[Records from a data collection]
----------

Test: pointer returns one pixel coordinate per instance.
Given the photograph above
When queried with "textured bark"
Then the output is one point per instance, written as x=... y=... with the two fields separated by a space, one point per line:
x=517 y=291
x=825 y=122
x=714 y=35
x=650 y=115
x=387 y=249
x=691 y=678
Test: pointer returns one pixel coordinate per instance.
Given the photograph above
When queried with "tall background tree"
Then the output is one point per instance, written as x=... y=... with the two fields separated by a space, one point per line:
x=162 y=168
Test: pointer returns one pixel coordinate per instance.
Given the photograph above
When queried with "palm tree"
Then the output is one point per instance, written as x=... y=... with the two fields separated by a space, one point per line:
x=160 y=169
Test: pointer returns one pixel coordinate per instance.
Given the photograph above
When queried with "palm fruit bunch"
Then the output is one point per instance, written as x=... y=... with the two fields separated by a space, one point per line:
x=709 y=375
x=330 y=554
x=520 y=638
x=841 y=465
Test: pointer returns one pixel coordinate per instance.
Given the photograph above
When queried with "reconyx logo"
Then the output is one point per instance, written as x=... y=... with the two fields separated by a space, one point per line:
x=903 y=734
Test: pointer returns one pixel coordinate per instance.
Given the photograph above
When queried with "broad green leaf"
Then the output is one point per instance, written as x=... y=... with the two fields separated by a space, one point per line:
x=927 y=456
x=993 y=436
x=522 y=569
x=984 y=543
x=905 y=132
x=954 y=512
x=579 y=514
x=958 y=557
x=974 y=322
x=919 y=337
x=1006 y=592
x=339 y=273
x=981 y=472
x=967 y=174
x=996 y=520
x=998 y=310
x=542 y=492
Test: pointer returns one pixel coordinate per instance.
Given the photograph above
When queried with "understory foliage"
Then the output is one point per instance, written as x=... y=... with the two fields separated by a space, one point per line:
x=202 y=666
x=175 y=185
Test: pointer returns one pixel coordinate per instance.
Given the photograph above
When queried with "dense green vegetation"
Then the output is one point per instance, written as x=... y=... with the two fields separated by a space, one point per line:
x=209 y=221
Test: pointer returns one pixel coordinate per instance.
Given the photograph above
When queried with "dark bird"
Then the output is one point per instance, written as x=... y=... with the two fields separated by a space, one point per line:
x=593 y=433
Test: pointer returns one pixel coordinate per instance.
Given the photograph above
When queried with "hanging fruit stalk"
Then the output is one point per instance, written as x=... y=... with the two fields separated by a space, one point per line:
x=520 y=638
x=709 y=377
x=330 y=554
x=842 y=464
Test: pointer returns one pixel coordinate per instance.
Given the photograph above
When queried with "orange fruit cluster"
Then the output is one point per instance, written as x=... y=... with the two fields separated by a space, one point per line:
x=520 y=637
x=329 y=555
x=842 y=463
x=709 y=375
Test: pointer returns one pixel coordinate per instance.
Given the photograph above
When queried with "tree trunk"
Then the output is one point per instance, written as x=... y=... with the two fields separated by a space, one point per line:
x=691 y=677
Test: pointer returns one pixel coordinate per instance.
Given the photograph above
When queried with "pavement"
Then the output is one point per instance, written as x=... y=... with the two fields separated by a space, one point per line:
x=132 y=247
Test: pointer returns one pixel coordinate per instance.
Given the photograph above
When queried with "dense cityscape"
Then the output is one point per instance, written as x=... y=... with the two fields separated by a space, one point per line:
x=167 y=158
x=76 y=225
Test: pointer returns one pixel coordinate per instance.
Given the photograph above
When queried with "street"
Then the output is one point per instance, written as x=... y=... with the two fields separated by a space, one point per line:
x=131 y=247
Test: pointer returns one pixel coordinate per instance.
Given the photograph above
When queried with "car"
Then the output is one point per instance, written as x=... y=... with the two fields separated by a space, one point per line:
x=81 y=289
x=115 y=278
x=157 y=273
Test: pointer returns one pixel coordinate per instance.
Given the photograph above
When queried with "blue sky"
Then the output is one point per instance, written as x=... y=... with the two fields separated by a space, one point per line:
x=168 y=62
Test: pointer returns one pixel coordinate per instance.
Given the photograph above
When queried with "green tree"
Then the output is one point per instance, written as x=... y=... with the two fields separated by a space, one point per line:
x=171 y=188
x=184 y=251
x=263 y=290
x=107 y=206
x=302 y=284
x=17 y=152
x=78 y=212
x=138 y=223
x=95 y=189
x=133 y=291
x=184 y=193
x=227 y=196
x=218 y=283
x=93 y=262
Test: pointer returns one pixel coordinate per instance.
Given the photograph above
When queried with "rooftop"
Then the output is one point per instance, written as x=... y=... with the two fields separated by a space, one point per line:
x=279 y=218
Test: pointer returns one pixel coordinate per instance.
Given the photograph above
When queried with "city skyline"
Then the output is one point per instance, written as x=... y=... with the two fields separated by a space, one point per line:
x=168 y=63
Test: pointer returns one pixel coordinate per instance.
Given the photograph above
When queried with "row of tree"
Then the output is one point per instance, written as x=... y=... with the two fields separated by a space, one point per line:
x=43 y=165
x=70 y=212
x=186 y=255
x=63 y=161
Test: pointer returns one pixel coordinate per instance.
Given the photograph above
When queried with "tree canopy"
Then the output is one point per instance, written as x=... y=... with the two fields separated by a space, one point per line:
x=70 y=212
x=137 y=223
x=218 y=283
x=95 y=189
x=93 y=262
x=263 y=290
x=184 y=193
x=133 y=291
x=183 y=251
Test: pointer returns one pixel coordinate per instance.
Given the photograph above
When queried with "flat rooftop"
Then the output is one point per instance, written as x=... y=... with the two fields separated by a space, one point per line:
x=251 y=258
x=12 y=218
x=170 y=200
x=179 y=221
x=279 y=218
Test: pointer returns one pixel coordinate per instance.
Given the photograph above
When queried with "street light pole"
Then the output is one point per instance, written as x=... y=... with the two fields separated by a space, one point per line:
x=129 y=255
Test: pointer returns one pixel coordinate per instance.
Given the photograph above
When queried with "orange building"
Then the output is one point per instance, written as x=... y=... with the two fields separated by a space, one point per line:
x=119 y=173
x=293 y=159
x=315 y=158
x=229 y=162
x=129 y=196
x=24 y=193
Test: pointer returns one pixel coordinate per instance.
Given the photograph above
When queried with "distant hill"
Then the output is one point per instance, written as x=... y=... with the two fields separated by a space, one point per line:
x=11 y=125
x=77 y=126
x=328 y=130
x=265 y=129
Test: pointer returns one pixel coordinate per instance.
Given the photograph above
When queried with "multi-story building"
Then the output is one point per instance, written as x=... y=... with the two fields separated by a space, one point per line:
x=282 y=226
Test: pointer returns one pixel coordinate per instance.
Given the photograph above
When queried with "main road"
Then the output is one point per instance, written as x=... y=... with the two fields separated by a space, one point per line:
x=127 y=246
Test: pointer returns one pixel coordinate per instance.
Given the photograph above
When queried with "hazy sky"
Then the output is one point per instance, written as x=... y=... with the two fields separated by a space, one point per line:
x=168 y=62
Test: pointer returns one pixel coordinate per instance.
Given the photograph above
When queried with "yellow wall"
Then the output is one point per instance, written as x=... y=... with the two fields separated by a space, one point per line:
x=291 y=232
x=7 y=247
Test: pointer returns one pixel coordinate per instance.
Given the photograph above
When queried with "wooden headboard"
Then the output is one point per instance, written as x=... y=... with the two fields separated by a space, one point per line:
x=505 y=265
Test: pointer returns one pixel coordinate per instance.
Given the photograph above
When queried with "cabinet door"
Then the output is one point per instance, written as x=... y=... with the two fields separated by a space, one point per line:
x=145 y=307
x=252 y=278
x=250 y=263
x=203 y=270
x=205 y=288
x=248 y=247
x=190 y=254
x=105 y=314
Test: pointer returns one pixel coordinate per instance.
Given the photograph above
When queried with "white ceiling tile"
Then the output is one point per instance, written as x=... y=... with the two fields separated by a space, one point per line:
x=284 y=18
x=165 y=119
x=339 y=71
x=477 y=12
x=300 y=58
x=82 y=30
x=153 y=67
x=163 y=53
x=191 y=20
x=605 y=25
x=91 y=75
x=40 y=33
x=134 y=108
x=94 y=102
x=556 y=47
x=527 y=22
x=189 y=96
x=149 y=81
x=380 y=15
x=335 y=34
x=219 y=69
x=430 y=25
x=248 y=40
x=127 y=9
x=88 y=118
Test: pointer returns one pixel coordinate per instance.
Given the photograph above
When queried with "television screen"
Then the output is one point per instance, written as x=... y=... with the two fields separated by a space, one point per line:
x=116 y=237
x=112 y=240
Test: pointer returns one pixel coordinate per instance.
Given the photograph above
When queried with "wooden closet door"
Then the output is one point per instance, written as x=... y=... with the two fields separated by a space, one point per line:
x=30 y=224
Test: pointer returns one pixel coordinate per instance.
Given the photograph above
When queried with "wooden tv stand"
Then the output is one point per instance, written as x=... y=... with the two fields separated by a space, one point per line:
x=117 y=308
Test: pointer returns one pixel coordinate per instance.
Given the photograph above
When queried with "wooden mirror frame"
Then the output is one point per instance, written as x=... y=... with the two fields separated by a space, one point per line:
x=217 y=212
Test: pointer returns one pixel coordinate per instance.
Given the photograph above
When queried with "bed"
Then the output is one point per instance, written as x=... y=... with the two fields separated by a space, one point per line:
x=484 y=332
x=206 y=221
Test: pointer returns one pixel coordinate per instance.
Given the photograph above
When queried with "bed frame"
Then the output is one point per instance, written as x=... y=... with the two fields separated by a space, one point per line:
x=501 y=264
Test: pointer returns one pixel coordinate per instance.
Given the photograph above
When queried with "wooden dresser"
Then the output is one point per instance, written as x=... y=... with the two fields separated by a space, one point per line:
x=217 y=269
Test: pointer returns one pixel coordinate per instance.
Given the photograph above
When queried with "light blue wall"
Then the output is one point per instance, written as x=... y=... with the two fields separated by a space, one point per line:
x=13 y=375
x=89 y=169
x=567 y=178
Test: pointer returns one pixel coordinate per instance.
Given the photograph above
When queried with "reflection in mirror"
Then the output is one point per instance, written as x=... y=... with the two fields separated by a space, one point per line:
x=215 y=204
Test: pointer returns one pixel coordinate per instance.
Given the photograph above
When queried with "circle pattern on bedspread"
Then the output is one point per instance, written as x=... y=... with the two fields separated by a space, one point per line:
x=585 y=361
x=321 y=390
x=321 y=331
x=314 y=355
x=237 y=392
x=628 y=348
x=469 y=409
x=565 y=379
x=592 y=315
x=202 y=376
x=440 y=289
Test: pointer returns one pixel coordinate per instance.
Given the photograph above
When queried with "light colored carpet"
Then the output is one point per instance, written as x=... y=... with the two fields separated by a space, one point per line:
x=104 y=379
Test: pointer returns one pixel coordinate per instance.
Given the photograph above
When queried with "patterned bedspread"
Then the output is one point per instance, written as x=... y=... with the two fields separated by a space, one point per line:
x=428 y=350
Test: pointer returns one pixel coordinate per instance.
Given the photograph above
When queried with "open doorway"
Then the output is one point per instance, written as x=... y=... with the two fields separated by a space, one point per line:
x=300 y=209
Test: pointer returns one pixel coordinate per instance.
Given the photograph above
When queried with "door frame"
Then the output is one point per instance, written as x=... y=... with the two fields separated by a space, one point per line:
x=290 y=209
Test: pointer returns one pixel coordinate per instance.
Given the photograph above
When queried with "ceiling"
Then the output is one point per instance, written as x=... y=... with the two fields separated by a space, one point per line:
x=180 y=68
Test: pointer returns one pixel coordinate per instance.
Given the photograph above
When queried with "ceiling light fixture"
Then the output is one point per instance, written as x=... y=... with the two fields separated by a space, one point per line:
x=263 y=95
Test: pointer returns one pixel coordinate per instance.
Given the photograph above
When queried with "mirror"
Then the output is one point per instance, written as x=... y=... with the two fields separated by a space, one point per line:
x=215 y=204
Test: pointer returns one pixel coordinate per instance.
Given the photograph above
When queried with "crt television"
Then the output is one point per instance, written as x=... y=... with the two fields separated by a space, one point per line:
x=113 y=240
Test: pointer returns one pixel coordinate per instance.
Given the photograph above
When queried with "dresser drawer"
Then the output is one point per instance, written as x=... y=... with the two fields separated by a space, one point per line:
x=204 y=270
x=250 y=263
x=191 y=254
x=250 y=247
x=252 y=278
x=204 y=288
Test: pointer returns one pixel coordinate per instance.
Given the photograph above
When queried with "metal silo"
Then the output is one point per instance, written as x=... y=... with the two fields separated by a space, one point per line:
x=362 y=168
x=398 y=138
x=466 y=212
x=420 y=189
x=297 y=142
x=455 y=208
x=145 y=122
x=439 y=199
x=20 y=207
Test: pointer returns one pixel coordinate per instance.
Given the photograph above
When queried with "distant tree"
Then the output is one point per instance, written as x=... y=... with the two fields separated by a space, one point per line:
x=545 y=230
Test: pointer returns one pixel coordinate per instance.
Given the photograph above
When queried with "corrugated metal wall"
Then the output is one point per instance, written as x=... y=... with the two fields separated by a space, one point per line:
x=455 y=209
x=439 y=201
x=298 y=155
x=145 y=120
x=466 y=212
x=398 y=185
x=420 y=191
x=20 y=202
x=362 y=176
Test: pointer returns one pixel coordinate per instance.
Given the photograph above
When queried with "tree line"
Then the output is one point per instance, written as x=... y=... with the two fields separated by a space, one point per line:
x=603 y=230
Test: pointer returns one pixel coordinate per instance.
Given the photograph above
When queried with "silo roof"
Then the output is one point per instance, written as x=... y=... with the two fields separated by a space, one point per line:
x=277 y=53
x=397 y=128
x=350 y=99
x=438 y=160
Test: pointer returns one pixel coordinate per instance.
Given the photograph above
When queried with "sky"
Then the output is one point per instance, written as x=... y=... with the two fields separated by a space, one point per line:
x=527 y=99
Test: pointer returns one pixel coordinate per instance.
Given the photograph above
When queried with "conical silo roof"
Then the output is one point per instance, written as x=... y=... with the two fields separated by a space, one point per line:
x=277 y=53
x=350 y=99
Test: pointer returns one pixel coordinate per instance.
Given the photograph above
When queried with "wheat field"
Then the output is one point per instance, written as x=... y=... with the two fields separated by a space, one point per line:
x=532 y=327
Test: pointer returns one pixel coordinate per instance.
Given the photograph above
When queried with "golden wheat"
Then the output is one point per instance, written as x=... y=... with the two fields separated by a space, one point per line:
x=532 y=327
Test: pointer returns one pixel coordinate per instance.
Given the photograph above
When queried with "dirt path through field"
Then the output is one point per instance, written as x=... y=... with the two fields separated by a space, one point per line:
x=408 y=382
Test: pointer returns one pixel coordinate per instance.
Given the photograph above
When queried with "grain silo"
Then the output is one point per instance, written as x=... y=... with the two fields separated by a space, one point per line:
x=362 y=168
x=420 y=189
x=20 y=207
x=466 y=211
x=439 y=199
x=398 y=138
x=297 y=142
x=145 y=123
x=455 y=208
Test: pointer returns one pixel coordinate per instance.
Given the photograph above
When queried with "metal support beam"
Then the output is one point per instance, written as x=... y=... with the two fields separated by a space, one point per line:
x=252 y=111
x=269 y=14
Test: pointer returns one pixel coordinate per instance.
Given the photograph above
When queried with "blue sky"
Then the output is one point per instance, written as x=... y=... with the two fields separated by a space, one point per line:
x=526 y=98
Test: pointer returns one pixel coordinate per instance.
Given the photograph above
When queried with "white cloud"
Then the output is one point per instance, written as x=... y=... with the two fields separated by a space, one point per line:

----------

Reproduce verbatim the lines running from the start of the records through the line that contains "x=841 y=465", including that final line.

Test: pointer returns one pixel coordinate per instance.
Given the photograph above
When queried with "textured bark"
Then the output is one point per instance, written as x=... y=... with the two fields separated by a space, one point per line:
x=517 y=291
x=825 y=122
x=714 y=35
x=650 y=115
x=387 y=249
x=691 y=678
Test: pointer returns one pixel coordinate per instance.
Given the photograph above
When queried with "tall background tree"
Then the output is one point per instance, written as x=... y=... with the two fields separated by a space, one point per line:
x=162 y=168
Test: pointer returns one pixel coordinate per instance.
Given the photograph above
When queried with "palm tree"
Then the output is one point per instance, written as x=... y=... with the two fields separated by a space, one point per line:
x=160 y=169
Test: pointer returns one pixel coordinate per instance.
Given the photograph above
When queried with "palm fruit bunch"
Then the output is one point per instance, written as x=... y=... with the two fields separated by a space, one point per line:
x=709 y=375
x=330 y=554
x=520 y=638
x=841 y=465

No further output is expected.